>> Begin

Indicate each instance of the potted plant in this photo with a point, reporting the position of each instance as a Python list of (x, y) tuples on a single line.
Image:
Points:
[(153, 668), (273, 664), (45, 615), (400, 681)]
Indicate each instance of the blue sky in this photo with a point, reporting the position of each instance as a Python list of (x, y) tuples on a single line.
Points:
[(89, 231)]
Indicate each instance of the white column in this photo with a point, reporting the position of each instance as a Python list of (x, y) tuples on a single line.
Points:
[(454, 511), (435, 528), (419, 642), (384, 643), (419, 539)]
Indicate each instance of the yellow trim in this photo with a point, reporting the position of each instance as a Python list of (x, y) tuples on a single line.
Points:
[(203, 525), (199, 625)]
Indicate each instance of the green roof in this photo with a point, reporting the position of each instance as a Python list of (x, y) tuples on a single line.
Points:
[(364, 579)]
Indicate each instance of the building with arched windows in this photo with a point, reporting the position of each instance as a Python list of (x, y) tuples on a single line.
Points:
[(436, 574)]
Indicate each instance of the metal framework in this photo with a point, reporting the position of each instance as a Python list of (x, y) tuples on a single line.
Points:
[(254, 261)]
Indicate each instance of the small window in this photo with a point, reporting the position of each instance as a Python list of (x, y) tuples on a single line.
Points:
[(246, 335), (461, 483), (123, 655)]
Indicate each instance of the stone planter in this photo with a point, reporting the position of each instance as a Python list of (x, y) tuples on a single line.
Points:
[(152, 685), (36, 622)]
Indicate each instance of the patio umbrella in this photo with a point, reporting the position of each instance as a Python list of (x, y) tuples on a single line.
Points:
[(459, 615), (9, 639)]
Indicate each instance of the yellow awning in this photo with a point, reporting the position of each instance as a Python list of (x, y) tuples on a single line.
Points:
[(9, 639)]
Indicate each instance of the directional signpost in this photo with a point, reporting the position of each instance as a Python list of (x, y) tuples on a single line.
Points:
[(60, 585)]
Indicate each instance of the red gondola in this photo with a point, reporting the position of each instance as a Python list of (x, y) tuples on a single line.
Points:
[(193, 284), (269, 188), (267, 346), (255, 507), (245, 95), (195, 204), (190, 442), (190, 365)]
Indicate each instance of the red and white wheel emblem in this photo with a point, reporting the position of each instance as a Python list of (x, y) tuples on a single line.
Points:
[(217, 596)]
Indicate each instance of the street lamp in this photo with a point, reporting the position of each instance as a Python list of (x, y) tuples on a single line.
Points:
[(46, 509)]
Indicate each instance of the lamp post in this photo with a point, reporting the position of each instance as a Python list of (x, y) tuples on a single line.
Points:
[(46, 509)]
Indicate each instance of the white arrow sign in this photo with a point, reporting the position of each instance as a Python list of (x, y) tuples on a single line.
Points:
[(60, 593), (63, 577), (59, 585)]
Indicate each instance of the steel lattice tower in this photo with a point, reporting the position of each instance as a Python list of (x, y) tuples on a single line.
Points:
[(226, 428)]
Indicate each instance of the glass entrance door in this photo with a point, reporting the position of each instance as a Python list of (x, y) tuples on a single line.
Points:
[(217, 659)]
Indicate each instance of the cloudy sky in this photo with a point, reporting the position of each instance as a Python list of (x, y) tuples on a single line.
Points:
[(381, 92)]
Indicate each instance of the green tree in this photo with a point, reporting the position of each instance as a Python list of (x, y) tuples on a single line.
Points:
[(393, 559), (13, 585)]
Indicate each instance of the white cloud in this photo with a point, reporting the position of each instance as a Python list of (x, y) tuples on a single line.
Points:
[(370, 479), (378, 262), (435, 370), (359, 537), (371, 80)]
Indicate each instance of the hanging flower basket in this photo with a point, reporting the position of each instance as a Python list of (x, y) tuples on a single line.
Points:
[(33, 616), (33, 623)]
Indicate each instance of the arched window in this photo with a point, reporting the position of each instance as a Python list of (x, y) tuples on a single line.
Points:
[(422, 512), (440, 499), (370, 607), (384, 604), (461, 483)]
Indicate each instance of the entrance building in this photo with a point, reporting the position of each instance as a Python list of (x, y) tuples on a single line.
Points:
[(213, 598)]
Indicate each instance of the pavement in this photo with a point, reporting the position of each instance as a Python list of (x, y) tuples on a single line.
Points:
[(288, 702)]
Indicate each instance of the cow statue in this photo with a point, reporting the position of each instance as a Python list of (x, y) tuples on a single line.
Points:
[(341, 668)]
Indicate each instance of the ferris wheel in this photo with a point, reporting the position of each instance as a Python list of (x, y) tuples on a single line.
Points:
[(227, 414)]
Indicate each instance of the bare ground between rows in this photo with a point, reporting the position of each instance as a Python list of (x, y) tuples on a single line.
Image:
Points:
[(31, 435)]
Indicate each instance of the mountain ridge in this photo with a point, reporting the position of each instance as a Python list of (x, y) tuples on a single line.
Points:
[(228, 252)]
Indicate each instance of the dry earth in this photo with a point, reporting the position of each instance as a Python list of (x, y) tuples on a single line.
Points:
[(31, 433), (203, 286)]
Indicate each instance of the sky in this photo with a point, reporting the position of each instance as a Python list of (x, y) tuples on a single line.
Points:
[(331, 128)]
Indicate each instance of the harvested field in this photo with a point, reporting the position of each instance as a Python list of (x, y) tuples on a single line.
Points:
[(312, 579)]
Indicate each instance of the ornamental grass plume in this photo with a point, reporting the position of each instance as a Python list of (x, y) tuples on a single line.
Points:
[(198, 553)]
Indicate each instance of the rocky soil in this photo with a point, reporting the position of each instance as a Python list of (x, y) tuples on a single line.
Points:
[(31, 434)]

>> End

Render every line of the entries above as a numbered list, leaving out any blank lines.

### Correct answer
1. Indicate each instance of the potted plant in this photo with a point, reporting the position of each instance as a Python list of (x, y) tuples on a single line.
2. Image:
3. Points:
4. [(153, 668), (273, 664), (45, 615), (400, 681)]
5. Indicate each instance of the blue sky in this photo with a point, reporting the position of each instance as a Python list of (x, y) tuples on a single line.
6. Points:
7. [(89, 231)]
8. Indicate each instance of the white column in this photo with a point, reporting the position of each instance as a Python list of (x, y) tuples on a single line.
9. Points:
10. [(454, 511), (435, 528), (419, 642), (384, 643), (419, 539)]
11. Indicate each instance of the yellow trim in this photo with a point, reporting the position of each instance as a Python list of (x, y) tuples on a single line.
12. Points:
13. [(203, 525), (199, 625)]
14. Indicate each instance of the green roof in this photo with a point, reporting the position of each instance as a Python list of (x, y) tuples on a single line.
15. Points:
16. [(364, 579)]
17. Indicate each instance of the building with arched windows in this photo with a point, reporting the position of each instance as a Python list of (x, y) tuples on a single line.
18. Points:
19. [(436, 574)]
20. Indicate each instance of the metal framework in this photo with a point, reporting the position of each instance as a Python list of (x, y) tuples on a single line.
21. Points:
22. [(254, 261)]
23. Indicate each instance of the small window in this photo with a point, reporting the position of each instance as a Python list of (x, y) tuples on a single line.
24. Points:
25. [(246, 335), (461, 483), (123, 655)]
26. Indicate each instance of the stone planter in this photo with a point, reporting the position of each instance as a Python list of (x, y) tuples on a single line.
27. Points:
28. [(152, 685), (36, 622)]
29. Indicate each instance of the patio umbrella in this photo with a point, reporting the position of each instance as a Python list of (x, y) tuples on a single line.
30. Points:
31. [(459, 615), (9, 639)]
32. Indicate each instance of the yellow awning in this photo with a point, reporting the position of each instance as a Python list of (x, y) tuples on a single line.
33. Points:
34. [(9, 639)]
35. Indicate each instance of the directional signpost in this photo with a point, reporting the position of each instance as a Python list of (x, y) tuples on a single line.
36. Points:
37. [(60, 585)]
38. Indicate each instance of the red gondola in this photo with a point, reporting the position of each instance as a Python list of (x, y) tuples on a single line.
39. Points:
40. [(193, 284), (269, 188), (267, 346), (255, 507), (245, 95), (195, 204), (190, 442), (190, 365)]
41. Indicate each instance of the red and white wheel emblem in this photo with a point, reporting the position of each instance as a Python list of (x, y) tuples on a single line.
42. Points:
43. [(217, 596)]
44. Indicate each instance of the street lamp in this photo with a point, reporting the position of each instance as a Python list of (x, y) tuples on a single line.
45. Points:
46. [(46, 509)]
47. Indicate each instance of the lamp post in this photo with a point, reporting the position of each instance as a Python list of (x, y) tuples on a single line.
48. Points:
49. [(46, 509)]
50. Indicate each instance of the white arrow sign in this photo with a point, reporting the position of each instance as a Python list of (x, y) tuples on a single line.
51. Points:
52. [(60, 593), (63, 577), (59, 585)]
53. Indicate each instance of the steel lattice tower in this photo with a point, reporting the position of each instance as a Python list of (x, y) tuples on a single line.
54. Points:
55. [(226, 428)]
56. Indicate each instance of the glass entrance door in this photo with a point, reporting the position of each instance as a Python list of (x, y) tuples on a single line.
57. Points:
58. [(217, 659)]
59. Indicate each instance of the cloudy sky in this photo with a point, reporting the position of each instance as a Python list of (x, y) tuples on a single line.
60. Points:
61. [(381, 92)]
62. Indicate each instance of the green tree in this photo with a point, reporting the position of each instance as a Python list of (x, y) tuples on a single line.
63. Points:
64. [(393, 559), (13, 585)]
65. Indicate each instance of the white cloud in this photo with a point, reporting the position of each instance as a Python list of (x, y) tuples on a single line.
66. Points:
67. [(370, 479), (378, 262), (435, 370), (359, 537), (371, 80)]
68. Indicate each instance of the hanging flower basket in this photo with a point, reporting the position of each instance as a Python list of (x, y) tuples on a single line.
69. Points:
70. [(33, 616), (33, 623)]
71. Indicate each instance of the arched window in this photo with a point, reporting the position of each instance as a Python list of (x, y) tuples on a single line.
72. Points:
73. [(422, 512), (440, 499), (370, 607), (384, 604), (461, 483)]
74. Indicate each instance of the entrance building in this photo with a point, reporting the position of each instance as a Python list of (x, y) tuples on a single line.
75. Points:
76. [(213, 598)]
77. Indicate each instance of the pavement in this photo with a point, reporting the position of each instance as a Python list of (x, y) tuples on a single line.
78. Points:
79. [(288, 702)]
80. Indicate each instance of the cow statue in this photo with a point, reporting the position of each instance as a Python list of (x, y) tuples on a single line.
81. Points:
82. [(341, 668)]
83. Indicate each instance of the ferris wheel in this photo with a point, reporting the position of each instance as a Python list of (x, y) tuples on a single line.
84. Points:
85. [(227, 414)]
86. Indicate each instance of the bare ground between rows in this photo with a point, reporting the position of each instance as a Python list of (x, y) tuples on a single line.
87. Image:
88. Points:
89. [(31, 435)]
90. Indicate each instance of the mountain ridge in this photo with a point, reporting the position of each instance as a Python list of (x, y) tuples on a single line.
91. Points:
92. [(228, 252)]
93. Indicate each instance of the dry earth in this photo with a point, reporting the position of each instance as a Python list of (x, y) tuples on a single line.
94. Points:
95. [(31, 433), (203, 286)]
96. Indicate each instance of the sky in this photo with a point, reporting the position of each instance as a Python list of (x, y) tuples on a single line.
97. Points:
98. [(331, 128)]
99. Indicate each instance of the harvested field in this photo with a point, reporting the position of each instance as a Python list of (x, y) tuples on a single line.
100. Points:
101. [(312, 579)]
102. Indicate each instance of the ornamental grass plume in this photo with a point, reporting the position of each instance as a Python list of (x, y) tuples on a single line.
103. Points:
104. [(198, 553)]
105. Indicate each instance of the rocky soil in this photo with a point, reporting the position of each instance as a Python list of (x, y) tuples on a single line.
106. Points:
107. [(31, 434)]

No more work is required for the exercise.